- GOAL: Do the following statements agree with the Ted Williams transcript? For each, answer yes or no and quote the words from the transcript that decide it. (a) Williams entered the last day of the season hitting .3995. (b) Williams preferred a heavy bat, like the big power hitters. (c) Joe Cronin told Williams he could sit out if he wanted.

- TEXT BLOCK:
[BEGIN]
He had post-office scales.

He'd always weigh the bat.

He was one of the pioneers
of using a lighter bat.

The big power hitters would take
a heavy bat, but Williams said,

"The real power
is the speed of your swing."

Venzor:
Whssh! Whssh!

You know, he'd want
that bat to whoosh!

Bradlee:
And he'd always study opposition
pitchers very carefully.

Williams:
How is that pitcher getting out?

What kind of pitcher is he?

What did he do last time?

Bradlee:
He could remember at bats
going back years.

Flavin:
Dom DiMaggio and Johnny Pesky,

they'd come back to the dugout
after being at bat.

Ted would quiz them, "What's
he throwing?" and all that.

Half the time, they'd be
disgusted with themselves

'cause they'd grounded out
or something

and they would say, "I don't
know, for crying out loud,"

and, of course, Ted would erupt.

Bradlee: "What do you mean,
you can't, you don't?

It just happened!
How can you not know?"

Kaat:
And he intimidated pitchers.

They knew that any close pitch,

they were not gonna get the call

'cause the umpires
respected his eyesight,

so they would say, "Well,
if Ted took it,

it must be a ball."

Narrator: 1941 cemented
Ted Williams' reputation

as the greatest hitter alive.

Costas:
We know that .300 is kind of
a marker of excellence.

McCovey:
Nobody hits .400.

Montville:
4 hits out of 10 times
at bat is a hard, hard thing.

Narrator:
As the season drew to a close,

Ted Williams' chase
for the mythical .400

went down to the wire.

Bradlee:
He went into the last day,
which was to be a doubleheader,

Hitting .3995,

which, on the books, would've
been rounded up to .400.

So, everyone wanted to know
was he gonna play

or sit it out
and take the rounded .400?

Joe Cronin, his manager,
thought he would bench Williams.

Costas:
Joe Cronin, the manager, says,
"You can sit, if you want."

Williams:
Well, I never gave it
a thought about not playing.

I knew I was gonna play,
and there was no doubt about it.

Enberg:
He was going to earn it.

He wasn't gonna let
some statistician

round off a number
to make it .400.
[END]
- SOURCE EXCERPT:
[BEGIN]
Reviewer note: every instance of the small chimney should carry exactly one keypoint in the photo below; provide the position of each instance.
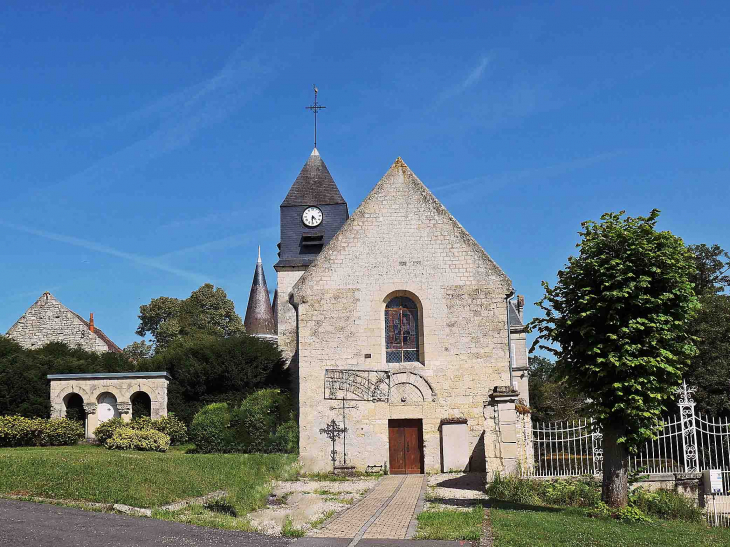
[END]
- ANSWER BELOW:
(a) Yes: "He went into the last day, which was to be a doubleheader, Hitting .3995"
(b) No: "He was one of the pioneers of using a lighter bat."
(c) Yes: "Joe Cronin, the manager, says, "You can sit, if you want.""